* COSA FARAI: Riscrivi la presentazione del Candido di Sciascia a partire da "Qui proponiamo una" fino a "Milano, Adelphi, 1990)", mettendo "brani" al posto di "passi".

═══ BRANO DEL DOCUMENTO ═══

Tristi paradossi di una
società falsa, che vive seguendo una recita pirandelliana. Sciascia attraverso
lo sguardo puro di Candido smaschera la finzione e tutte le ideologie senza
risparmiarne nessuna: la religione, il comunismo, la psicoanalisi.
Qui proponiamo una
scelta di passi che possano regalarvi un po’ dello straordinario personaggio
sciasciano, della sua visione del mondo e della naturalezza del suo vivere.
(Edizione di riferimento: Leonardo Sciascia, Candido ovvero un sogno fatto in Sicilia, Milano, Adelphi, 1990)
Come una pagina bianca, il nome Candido: sulla quale, cancellato il fascismo, bisognava imprendere a scrivere vita nuova. L’esistenza di un libro intitolato a quel nome, di un personaggio che vagava nelle guerre tra àvari e bulgari, tra gesuiti e regno di Spagna, era perfettamente ignota all’avvocato Munafò; nonchè l’esistenza di Francesco Maria Arouet, che di quel personaggio era stato creatore.
E proprio durante una di queste messe, a Candido avvenne di scoprire, un pensiero dietro l’altro, che la morte è terribile non per il non esserci più ma, al contrario, per l’esserci ancora e in balìa dei mutevoli ricordi, dei mutevoli sentimenti, dei mutevoli pensieri di coloro che restavano...

═══ MATERIALE FORNITO ═══

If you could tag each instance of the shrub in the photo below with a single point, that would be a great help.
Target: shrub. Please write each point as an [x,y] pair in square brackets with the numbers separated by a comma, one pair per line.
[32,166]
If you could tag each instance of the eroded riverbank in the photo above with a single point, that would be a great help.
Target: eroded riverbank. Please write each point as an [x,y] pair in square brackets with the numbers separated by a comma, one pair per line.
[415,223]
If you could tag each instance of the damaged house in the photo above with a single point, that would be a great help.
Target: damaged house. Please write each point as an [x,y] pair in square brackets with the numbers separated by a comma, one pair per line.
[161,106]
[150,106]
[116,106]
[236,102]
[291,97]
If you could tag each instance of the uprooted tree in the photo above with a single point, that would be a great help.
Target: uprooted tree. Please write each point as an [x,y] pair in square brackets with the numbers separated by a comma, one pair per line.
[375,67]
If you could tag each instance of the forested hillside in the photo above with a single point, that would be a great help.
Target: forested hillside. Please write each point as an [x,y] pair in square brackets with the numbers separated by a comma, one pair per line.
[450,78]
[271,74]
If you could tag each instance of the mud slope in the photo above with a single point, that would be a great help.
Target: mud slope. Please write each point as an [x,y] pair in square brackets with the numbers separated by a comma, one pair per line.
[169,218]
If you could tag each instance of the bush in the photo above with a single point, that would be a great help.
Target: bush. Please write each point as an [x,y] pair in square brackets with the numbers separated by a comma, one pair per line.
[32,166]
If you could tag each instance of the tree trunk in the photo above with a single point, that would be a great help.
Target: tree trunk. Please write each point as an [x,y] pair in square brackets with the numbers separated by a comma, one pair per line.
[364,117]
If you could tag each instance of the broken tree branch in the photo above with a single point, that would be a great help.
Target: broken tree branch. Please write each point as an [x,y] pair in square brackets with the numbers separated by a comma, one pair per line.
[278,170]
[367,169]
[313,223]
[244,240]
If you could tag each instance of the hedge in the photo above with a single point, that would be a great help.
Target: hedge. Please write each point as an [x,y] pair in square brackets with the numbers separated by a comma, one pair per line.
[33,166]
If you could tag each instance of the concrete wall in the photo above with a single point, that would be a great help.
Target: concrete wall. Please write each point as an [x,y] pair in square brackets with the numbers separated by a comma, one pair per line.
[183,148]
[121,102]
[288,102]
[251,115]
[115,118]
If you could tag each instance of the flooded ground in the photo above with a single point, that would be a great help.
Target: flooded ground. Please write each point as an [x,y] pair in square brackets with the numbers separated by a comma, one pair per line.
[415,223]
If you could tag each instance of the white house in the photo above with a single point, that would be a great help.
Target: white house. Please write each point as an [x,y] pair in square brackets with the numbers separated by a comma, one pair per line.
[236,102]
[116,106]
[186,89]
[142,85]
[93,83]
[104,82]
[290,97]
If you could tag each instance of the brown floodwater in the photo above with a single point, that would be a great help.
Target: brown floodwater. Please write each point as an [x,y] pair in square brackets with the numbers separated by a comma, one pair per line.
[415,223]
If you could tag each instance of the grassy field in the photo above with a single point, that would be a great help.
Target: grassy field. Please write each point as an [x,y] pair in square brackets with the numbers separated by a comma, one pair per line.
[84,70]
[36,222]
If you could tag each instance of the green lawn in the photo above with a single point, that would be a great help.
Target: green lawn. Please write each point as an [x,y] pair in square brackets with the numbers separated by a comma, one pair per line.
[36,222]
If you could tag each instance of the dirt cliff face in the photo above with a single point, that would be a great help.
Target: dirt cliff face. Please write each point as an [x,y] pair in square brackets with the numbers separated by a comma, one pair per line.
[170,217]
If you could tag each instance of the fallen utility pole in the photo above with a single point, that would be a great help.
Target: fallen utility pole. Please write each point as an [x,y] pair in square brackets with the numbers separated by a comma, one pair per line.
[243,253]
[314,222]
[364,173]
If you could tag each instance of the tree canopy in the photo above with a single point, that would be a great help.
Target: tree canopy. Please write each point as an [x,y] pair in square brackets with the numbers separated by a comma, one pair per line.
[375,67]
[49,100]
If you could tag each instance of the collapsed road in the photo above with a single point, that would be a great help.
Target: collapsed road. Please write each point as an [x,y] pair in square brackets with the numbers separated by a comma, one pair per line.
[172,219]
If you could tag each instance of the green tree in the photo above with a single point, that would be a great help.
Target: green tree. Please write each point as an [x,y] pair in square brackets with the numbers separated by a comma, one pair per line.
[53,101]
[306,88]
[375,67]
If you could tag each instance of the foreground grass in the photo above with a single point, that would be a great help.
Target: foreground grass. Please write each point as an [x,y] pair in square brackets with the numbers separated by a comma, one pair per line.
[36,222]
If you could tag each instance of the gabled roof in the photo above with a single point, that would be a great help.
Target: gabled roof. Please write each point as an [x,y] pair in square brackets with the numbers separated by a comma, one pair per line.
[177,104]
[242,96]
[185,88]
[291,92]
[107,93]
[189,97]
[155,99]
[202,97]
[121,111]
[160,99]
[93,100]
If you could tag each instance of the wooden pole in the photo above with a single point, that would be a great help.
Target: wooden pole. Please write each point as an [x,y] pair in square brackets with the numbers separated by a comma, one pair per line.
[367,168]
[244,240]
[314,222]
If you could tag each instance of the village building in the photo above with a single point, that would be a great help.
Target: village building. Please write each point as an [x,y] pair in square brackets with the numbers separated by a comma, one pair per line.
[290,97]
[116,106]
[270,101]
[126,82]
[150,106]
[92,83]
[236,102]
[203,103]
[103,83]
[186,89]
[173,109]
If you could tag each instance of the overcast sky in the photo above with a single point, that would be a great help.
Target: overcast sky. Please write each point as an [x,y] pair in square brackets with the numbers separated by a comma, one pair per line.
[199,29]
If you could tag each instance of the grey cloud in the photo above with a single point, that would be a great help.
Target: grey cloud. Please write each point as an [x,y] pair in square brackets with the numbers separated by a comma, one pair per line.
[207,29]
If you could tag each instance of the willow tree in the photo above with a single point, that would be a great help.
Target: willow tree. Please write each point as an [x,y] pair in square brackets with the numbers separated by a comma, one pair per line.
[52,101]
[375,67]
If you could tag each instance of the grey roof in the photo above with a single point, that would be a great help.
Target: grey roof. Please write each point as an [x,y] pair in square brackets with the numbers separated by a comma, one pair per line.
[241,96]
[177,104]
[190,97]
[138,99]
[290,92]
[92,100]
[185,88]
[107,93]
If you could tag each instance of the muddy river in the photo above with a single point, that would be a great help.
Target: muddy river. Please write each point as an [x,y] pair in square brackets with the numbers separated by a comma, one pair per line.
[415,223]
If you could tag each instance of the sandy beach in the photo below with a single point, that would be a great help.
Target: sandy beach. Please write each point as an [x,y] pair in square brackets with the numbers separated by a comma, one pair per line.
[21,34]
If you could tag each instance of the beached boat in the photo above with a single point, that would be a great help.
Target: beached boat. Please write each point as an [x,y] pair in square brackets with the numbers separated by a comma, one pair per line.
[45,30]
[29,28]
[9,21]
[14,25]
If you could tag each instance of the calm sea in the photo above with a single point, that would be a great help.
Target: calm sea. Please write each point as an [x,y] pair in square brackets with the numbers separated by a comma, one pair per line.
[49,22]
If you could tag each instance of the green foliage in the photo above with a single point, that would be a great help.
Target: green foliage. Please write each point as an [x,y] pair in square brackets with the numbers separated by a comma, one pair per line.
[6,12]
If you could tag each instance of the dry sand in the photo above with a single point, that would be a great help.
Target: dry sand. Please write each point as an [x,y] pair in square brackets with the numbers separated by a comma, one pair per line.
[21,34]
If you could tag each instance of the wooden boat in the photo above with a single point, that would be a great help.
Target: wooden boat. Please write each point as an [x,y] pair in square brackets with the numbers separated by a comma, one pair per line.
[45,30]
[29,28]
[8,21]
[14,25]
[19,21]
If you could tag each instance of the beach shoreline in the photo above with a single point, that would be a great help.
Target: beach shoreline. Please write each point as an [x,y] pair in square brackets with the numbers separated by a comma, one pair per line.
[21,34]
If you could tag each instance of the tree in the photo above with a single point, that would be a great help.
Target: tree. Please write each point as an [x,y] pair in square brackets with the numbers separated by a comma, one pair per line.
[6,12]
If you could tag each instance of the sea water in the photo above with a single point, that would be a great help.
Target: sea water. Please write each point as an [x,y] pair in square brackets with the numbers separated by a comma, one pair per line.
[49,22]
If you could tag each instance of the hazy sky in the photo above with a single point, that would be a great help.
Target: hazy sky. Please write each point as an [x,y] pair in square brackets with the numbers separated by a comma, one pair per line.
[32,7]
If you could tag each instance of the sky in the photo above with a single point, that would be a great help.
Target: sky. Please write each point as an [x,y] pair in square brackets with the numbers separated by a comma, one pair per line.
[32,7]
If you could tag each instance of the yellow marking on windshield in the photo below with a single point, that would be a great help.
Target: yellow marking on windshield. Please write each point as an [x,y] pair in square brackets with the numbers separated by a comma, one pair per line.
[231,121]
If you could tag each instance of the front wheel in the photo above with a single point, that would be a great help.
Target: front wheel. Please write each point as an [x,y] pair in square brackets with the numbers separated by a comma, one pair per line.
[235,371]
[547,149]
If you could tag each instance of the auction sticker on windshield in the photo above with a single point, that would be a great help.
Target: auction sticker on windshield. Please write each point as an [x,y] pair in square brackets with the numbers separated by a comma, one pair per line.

═══

* ESERCIZIO SVOLTO:
Qui proponiamo una
scelta di brani che possano regalarvi un po’ dello straordinario personaggio
sciasciano, della sua visione del mondo e della naturalezza del suo vivere.
(Edizione di riferimento: Leonardo Sciascia, Candido ovvero un sogno fatto in Sicilia, Milano, Adelphi, 1990)